*** Exercise inputs
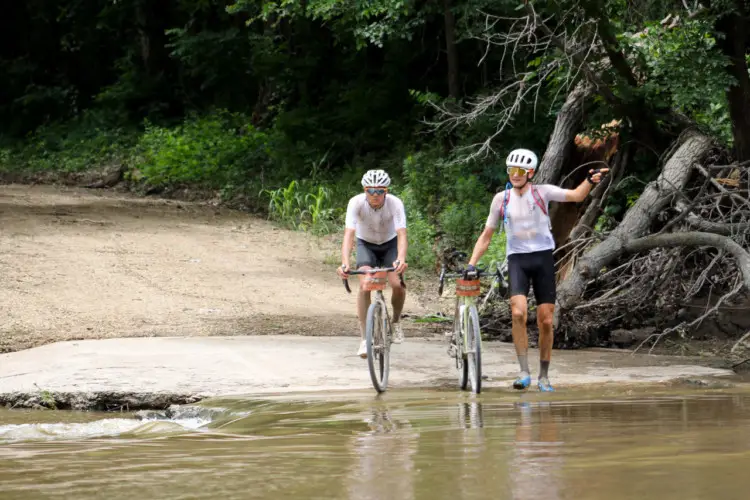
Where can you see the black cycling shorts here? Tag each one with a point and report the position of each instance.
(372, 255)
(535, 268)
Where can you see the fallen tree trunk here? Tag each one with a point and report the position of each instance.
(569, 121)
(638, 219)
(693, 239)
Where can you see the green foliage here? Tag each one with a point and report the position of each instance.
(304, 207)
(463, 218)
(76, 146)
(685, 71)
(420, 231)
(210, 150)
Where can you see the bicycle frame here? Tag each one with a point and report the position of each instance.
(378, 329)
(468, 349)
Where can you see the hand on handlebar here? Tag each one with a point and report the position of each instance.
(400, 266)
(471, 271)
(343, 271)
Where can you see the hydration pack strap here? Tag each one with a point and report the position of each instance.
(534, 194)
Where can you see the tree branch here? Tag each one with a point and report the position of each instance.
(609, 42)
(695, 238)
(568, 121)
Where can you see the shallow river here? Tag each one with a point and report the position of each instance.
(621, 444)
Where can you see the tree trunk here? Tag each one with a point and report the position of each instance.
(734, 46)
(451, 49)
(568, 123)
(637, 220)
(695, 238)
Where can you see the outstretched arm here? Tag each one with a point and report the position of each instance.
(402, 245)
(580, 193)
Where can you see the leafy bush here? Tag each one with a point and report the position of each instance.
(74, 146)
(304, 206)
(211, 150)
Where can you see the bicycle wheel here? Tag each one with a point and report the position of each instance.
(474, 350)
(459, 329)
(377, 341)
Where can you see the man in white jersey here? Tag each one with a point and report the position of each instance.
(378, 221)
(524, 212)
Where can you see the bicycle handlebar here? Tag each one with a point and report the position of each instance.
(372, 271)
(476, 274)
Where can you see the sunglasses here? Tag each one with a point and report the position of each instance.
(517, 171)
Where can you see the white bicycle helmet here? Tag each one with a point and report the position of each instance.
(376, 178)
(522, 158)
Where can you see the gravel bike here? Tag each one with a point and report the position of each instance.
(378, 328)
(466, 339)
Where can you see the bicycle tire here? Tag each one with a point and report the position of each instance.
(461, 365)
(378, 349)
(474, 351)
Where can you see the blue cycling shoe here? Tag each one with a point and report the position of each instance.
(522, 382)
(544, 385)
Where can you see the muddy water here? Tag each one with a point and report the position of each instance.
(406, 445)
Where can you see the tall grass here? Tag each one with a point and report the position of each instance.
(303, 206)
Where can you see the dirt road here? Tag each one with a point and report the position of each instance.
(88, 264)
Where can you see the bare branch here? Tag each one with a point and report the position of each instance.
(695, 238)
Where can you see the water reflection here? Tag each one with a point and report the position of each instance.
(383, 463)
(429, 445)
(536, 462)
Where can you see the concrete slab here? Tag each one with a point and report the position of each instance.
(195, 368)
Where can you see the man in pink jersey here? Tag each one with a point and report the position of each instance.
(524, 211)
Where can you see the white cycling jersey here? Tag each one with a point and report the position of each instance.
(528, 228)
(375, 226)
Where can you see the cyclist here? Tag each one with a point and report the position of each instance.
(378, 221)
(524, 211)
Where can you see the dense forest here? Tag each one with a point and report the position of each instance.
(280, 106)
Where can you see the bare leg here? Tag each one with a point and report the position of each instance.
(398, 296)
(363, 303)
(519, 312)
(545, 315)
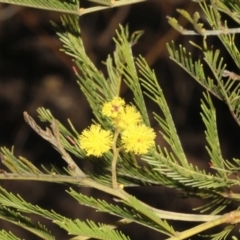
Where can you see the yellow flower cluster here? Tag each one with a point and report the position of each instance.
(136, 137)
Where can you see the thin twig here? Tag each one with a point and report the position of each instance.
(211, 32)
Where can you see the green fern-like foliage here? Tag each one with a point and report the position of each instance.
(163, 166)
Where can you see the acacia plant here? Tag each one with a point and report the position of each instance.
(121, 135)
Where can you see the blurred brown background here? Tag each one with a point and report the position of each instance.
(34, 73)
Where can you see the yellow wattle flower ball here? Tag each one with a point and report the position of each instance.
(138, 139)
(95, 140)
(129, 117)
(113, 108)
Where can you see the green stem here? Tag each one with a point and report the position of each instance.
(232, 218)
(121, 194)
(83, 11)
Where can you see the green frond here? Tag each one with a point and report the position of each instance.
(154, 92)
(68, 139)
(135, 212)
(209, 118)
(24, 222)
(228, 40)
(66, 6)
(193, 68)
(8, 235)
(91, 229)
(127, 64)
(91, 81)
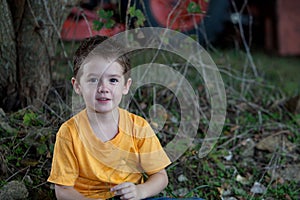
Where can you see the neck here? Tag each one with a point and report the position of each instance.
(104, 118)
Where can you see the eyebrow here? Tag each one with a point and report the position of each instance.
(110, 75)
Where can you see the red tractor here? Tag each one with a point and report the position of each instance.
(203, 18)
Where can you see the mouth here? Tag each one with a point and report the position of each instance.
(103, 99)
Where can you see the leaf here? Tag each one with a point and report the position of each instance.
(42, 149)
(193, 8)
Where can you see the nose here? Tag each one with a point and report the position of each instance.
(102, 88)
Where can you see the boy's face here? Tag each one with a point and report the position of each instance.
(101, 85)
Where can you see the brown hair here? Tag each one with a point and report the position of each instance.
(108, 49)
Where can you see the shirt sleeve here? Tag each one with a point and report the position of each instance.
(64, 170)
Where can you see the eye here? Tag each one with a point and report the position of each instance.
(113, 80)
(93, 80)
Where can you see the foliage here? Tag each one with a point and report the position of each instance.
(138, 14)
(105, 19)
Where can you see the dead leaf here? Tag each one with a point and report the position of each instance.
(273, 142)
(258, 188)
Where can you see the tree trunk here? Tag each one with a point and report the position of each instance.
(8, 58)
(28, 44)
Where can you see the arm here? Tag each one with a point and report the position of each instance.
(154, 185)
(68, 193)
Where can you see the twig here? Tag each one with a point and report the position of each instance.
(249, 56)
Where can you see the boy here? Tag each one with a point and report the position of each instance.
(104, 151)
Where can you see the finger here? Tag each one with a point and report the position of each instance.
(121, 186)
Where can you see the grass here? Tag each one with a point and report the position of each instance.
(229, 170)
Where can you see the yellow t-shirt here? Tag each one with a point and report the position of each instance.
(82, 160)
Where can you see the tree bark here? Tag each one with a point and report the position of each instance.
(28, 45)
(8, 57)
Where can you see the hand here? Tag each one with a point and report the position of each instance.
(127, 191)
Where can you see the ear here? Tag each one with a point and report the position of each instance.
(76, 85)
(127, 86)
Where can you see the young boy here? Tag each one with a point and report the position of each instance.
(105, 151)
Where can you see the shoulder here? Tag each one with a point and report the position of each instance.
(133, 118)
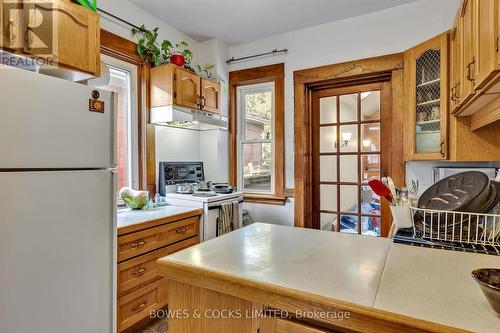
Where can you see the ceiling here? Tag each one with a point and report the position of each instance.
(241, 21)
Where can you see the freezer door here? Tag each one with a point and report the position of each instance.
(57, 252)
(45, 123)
******
*** Exercise inputs
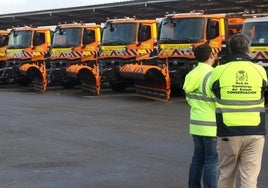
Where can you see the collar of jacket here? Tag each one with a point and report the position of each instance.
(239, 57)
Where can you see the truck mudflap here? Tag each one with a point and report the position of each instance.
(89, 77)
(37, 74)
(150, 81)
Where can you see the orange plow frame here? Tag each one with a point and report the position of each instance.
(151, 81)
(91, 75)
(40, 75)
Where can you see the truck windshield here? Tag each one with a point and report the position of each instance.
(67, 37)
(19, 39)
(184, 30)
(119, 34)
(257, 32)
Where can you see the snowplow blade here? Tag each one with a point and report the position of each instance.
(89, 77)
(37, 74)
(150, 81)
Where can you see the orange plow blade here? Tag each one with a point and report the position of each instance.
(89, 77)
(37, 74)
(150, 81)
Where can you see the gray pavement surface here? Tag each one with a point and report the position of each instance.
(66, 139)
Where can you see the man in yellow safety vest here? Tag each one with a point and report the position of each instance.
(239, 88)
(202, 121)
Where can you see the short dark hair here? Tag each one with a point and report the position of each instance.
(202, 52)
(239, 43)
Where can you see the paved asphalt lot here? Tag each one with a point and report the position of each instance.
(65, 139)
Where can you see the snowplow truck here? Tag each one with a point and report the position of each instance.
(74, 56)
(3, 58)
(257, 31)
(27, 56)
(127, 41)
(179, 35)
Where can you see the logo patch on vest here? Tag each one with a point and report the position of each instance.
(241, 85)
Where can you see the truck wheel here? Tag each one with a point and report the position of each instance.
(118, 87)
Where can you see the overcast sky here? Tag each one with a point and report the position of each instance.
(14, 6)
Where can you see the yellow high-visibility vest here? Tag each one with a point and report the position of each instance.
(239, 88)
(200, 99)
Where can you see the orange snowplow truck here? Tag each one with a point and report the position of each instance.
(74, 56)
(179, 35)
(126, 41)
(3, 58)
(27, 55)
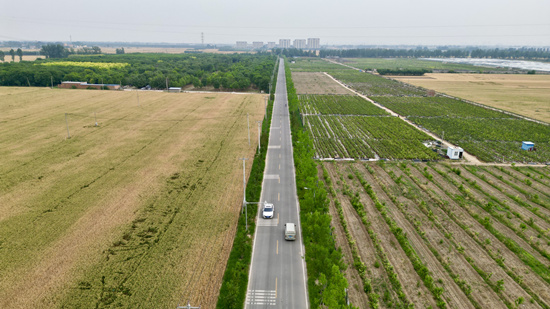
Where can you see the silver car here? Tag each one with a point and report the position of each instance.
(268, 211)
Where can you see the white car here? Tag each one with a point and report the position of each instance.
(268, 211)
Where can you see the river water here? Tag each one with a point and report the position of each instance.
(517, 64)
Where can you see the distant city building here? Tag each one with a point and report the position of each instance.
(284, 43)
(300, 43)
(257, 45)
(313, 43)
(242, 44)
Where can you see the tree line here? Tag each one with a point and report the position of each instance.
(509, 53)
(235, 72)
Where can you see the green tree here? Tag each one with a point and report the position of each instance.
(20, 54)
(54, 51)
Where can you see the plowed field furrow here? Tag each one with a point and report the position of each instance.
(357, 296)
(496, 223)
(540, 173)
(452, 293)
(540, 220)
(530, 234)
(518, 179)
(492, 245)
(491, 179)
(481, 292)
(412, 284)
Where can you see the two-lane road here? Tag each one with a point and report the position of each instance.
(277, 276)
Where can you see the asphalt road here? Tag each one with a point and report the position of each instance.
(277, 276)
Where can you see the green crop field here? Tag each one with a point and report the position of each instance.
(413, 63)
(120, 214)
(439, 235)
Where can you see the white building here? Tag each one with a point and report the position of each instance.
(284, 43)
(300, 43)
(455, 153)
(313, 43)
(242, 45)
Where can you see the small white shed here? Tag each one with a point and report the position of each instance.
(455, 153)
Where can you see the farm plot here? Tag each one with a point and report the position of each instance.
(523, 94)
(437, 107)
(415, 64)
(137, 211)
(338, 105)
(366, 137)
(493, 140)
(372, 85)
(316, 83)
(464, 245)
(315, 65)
******
### Requirement
Count the lines in the items above that contain the string "field", and reply with the number alone.

### Answer below
2